**LISTED RECORDS:**
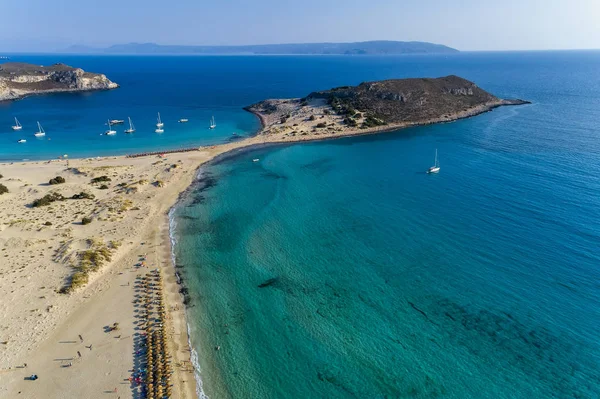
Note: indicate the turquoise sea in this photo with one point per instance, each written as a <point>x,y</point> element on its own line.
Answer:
<point>480,282</point>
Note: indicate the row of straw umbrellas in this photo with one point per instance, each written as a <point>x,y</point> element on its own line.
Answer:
<point>158,361</point>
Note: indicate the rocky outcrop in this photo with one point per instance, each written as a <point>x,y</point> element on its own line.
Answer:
<point>412,100</point>
<point>18,80</point>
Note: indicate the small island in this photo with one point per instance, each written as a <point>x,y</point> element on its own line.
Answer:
<point>18,80</point>
<point>374,107</point>
<point>79,237</point>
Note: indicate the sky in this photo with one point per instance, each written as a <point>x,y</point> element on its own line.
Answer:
<point>468,25</point>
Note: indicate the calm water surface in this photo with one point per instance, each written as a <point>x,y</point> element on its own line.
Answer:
<point>480,282</point>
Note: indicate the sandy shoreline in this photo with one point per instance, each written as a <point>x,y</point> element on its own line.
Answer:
<point>40,326</point>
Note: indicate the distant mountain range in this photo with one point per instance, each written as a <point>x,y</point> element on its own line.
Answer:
<point>382,47</point>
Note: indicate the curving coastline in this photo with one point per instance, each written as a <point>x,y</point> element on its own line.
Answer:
<point>19,80</point>
<point>148,229</point>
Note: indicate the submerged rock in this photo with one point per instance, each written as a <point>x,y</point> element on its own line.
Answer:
<point>268,282</point>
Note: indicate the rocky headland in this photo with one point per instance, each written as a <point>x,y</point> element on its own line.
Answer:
<point>19,80</point>
<point>374,107</point>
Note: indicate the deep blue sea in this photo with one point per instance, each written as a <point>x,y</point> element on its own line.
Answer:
<point>480,282</point>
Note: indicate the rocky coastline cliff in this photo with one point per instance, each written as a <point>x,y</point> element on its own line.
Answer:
<point>18,80</point>
<point>374,107</point>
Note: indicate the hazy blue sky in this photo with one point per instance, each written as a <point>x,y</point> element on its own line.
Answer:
<point>463,24</point>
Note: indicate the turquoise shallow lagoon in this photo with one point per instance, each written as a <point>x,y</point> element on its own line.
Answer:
<point>479,282</point>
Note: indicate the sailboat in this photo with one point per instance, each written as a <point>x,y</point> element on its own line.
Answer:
<point>17,125</point>
<point>436,166</point>
<point>110,132</point>
<point>40,132</point>
<point>131,127</point>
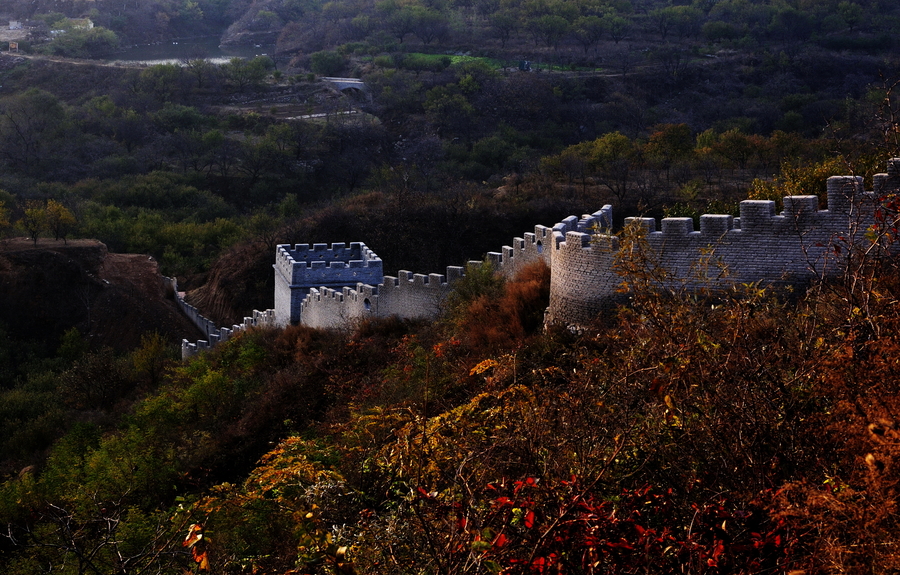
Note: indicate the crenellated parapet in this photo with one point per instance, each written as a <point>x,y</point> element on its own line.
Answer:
<point>330,286</point>
<point>793,247</point>
<point>304,267</point>
<point>408,296</point>
<point>215,335</point>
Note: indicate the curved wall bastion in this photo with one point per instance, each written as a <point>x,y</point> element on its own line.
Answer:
<point>332,286</point>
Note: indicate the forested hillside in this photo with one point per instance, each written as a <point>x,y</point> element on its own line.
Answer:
<point>751,431</point>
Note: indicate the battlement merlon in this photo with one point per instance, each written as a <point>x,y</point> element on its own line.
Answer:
<point>308,266</point>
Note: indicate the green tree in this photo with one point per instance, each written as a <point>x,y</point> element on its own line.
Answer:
<point>34,219</point>
<point>242,73</point>
<point>32,126</point>
<point>588,30</point>
<point>60,219</point>
<point>327,63</point>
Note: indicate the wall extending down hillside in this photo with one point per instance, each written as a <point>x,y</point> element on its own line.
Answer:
<point>330,287</point>
<point>302,268</point>
<point>793,248</point>
<point>215,334</point>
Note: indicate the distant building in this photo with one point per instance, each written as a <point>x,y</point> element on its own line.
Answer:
<point>80,23</point>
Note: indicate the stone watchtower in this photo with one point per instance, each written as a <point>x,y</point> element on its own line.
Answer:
<point>302,267</point>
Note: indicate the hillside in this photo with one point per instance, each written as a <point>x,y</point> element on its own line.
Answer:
<point>112,299</point>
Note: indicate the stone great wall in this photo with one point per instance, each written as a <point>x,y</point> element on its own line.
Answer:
<point>332,286</point>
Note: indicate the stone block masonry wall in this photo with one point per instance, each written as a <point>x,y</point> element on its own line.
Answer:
<point>302,268</point>
<point>793,247</point>
<point>413,296</point>
<point>215,334</point>
<point>328,287</point>
<point>409,296</point>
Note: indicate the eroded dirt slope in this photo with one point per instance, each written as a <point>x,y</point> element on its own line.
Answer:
<point>113,299</point>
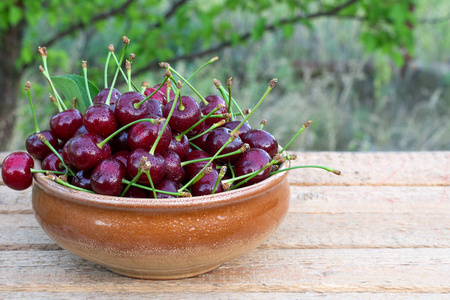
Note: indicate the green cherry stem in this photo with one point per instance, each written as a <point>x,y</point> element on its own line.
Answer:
<point>137,105</point>
<point>102,143</point>
<point>202,67</point>
<point>334,171</point>
<point>126,42</point>
<point>244,148</point>
<point>213,126</point>
<point>84,66</point>
<point>188,84</point>
<point>66,184</point>
<point>229,98</point>
<point>152,150</point>
<point>183,194</point>
<point>222,172</point>
<point>47,143</point>
<point>304,126</point>
<point>46,171</point>
<point>27,88</point>
<point>202,119</point>
<point>44,71</point>
<point>105,75</point>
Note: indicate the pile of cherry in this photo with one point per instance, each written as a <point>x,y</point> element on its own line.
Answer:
<point>149,143</point>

**PROBLEM REQUIREMENTS:** For the listing above, identify each line bearing "blue".

**EXPECTED ANSWER:**
Note: indicate the deep blue sea in this photo with one point per instance, each written as a <point>x,y</point> element on its own line.
Note: indicate the hazy blue sky in this photo with one point per instance, each written as a <point>x,y</point> element on its own line.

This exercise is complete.